> **TASKS AND EXERCISES**
a) From the article about the pit bull assistance-animal case, return the stretch from "The court ruled" through "fair housing law.", copied word for word.
b) In the article about the pit bull assistance-animal case, which animals were exempt from the community's pet ban?

> **PASSAGE SHOWN**

********************

Can You Deny Request for Assistance Animal if Breed Is Banned Under Local Law?
A Florida community is defending a fair housing case filed by a resident who asked to keep a pit bill as an emotional support animal. The community banned residents from keeping pets, except for birds and fish, but the resident asked for a reasonable accommodation to the policy with documentation from his doctor attesting to his disability and need for the dog for its therapeutic use and function. Eventually, the case ended up in court, where the community argued that the accommodation request was unreasonable because the dog was a pit bull and pit bulls were banned by local ordinance.
Judge For Yourself: Could the community deny the resident’s request to keep the dog because its breed was banned under local law?
Court Ruling: No, according to the court, which refused the community’s request for judgment without a trial.
The community conceded that the resident qualified for a reasonable accommodation—the only issue was whether his requested accommodation was unreasonable. Specifically, the association argued that the dog was a pit bull—a breed banned by county law—and therefore unreasonable as a matter of law.
The court ruled that the county ordinance banning pit bulls did not, by itself, make the resident’s request unreasonable. Though the parties disputed whether the dog was in fact a pit bull, the court said that its breed didn’t matter because the county ordinance was preempted by federal fair housing law.

********************

> **DATA EXTRACTS**

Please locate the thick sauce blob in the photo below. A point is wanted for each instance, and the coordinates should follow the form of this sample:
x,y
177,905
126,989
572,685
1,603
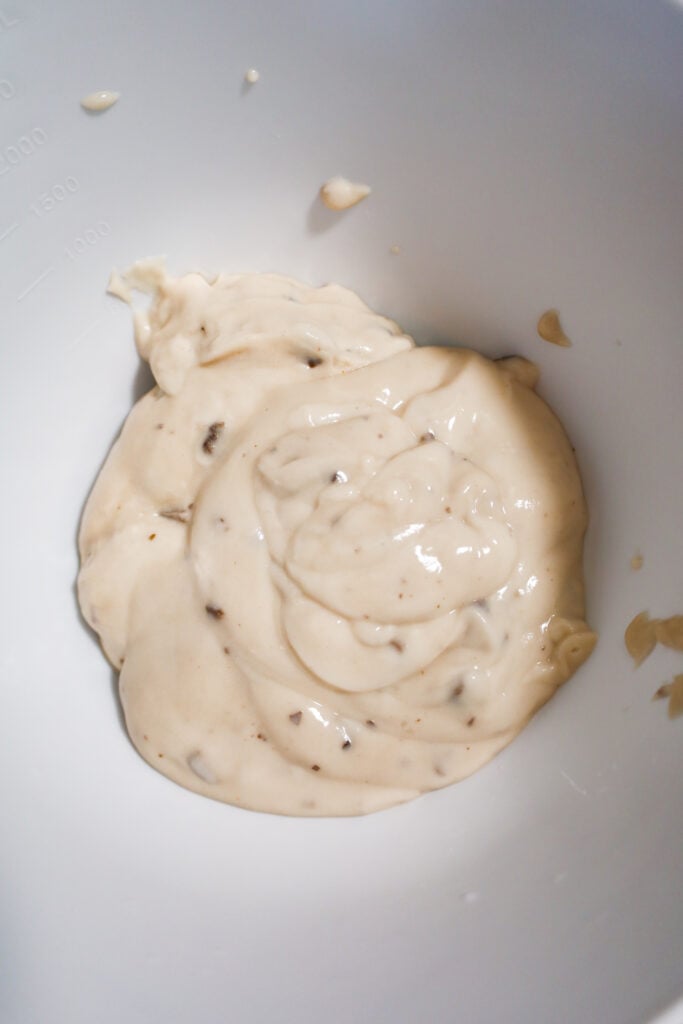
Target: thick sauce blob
x,y
335,569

********************

> **ANSWERS TO THIS EXERCISE**
a)
The court ruled that the county ordinance banning pit bulls did not, by itself, make the resident’s request unreasonable. Though the parties disputed whether the dog was in fact a pit bull, the court said that its breed didn’t matter because the county ordinance was preempted by federal fair housing law.

b) Birds and fish.